AN IMPRESSIVE SCENE.

It was really an impressive scene that greets the spectator as he enters the arena at the southern end of Convention hall. Far at the other end of the hall he sees, in a delightful perceptive, a fairy grotto rising in tiers seemingly to the roof. That beautiful feature is the Japanese tea garden, one of the most effective pictures in the whole show so far as decorativeness is concerned. Above the spectator's head he hears the inspiring music of the Berry Military band.

By the time the spectator has taken in the general effect, he is ready for details. As he threads his way amid this orderly maze of about 175 cars of forty different makes, he realizes to some degree at least the extent of the automobile industry, the reason for the firm grip which the "buzz wagons" has on the pocketbooks of the people of the United States -- and why Kansas City sold something like $10,000,000 worth of automobiles last year.

The green hedge divides the central space of the arena into two sections, taken up with the exhibits of six local agencies. A wide walk runs entirely around this central space and between this walk and the arena boxes are other spaces filled with immense varied and complete exhibits, beginning with the Studebaker lines at the right, next to the arena entrance and ending with the big Ford display on the left, after the circuit of the hall has been completed, during which the exhaustive displays of Maxwells, Marmons, Reos, Detroit electrics, Hupmobiles, Regals, Mitchells, Stoddard-Daytons and other lines carried by the McGee-Huckell Company have been included.

— RECORDS —

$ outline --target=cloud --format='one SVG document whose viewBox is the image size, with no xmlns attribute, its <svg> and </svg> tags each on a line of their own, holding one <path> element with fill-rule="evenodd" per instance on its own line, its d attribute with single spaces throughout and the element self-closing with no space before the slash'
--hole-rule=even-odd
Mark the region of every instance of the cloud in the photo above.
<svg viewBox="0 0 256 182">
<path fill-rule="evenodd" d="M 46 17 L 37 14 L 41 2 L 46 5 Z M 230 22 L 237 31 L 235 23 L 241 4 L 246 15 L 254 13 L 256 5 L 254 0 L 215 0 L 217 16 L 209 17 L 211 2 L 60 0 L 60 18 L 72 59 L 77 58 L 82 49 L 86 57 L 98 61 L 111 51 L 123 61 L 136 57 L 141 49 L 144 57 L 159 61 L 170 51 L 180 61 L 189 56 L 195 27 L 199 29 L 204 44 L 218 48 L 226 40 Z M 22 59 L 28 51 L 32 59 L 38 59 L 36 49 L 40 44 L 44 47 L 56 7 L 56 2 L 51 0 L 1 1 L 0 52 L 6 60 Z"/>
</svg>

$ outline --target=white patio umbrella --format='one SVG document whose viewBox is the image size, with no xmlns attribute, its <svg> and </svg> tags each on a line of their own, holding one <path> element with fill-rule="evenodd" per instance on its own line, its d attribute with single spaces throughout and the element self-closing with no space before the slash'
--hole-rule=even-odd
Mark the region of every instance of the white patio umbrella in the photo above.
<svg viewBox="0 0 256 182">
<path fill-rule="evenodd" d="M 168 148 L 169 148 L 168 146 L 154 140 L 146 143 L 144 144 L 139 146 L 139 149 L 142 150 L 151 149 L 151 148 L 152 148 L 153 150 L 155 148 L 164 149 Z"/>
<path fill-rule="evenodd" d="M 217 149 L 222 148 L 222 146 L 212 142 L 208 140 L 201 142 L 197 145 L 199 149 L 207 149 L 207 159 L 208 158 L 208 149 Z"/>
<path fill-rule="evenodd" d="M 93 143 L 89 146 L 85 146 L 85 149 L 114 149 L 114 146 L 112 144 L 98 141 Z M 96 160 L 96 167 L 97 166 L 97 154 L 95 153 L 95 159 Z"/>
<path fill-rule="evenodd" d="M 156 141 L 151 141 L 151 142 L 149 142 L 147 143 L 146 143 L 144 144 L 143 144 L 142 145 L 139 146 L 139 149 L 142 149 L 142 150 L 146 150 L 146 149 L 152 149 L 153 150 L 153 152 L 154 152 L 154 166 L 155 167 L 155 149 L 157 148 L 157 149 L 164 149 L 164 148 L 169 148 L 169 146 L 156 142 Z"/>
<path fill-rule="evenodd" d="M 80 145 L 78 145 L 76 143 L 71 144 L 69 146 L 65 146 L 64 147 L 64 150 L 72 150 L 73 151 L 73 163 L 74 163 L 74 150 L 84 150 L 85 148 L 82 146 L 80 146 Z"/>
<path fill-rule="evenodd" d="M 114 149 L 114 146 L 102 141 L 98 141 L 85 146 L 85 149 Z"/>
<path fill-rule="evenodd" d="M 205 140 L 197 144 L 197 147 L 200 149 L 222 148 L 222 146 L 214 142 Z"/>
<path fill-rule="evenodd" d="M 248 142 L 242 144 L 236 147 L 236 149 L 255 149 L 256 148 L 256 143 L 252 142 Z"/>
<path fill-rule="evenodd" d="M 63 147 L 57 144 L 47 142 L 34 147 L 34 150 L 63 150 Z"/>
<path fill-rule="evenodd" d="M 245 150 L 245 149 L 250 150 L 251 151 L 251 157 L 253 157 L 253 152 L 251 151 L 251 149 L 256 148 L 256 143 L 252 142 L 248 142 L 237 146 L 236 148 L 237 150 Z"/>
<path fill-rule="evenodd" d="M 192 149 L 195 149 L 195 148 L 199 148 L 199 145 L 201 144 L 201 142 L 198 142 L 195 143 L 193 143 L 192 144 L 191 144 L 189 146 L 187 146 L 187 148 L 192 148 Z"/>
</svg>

— WORK TO DO —
1. According to the auto show article, whose music does the spectator hear overhead?
2. Continue the auto show article from its final sentence.
The material comes from a separate source and has no connection to the text.

— RESPONSES BY TASK —
1. The Berry Military band.

2.
IN THE ARCADE.

While the interior decorations this year are more cleverly done than ever before, the other parts of the hall have not been overlooked. As there are automobiles, touring cars, runabouts, electrics, and trucks on every inch of available floor space, pretty decorations have to go with them.

The entire arcade is crowded with displays and some of the best exhibits of the entire show have been placed here, for the arena floor is by no means all there is to Convention hall for exhibition purposes. The big Columbus-Firestone, Standard Six and Hupmobile exhibits are in this section of the building. Every nook and cranny of the balcony is taken up with accessories exhibits and it will require more than one visit to exhaust the treasures of this big carnival of automobiles.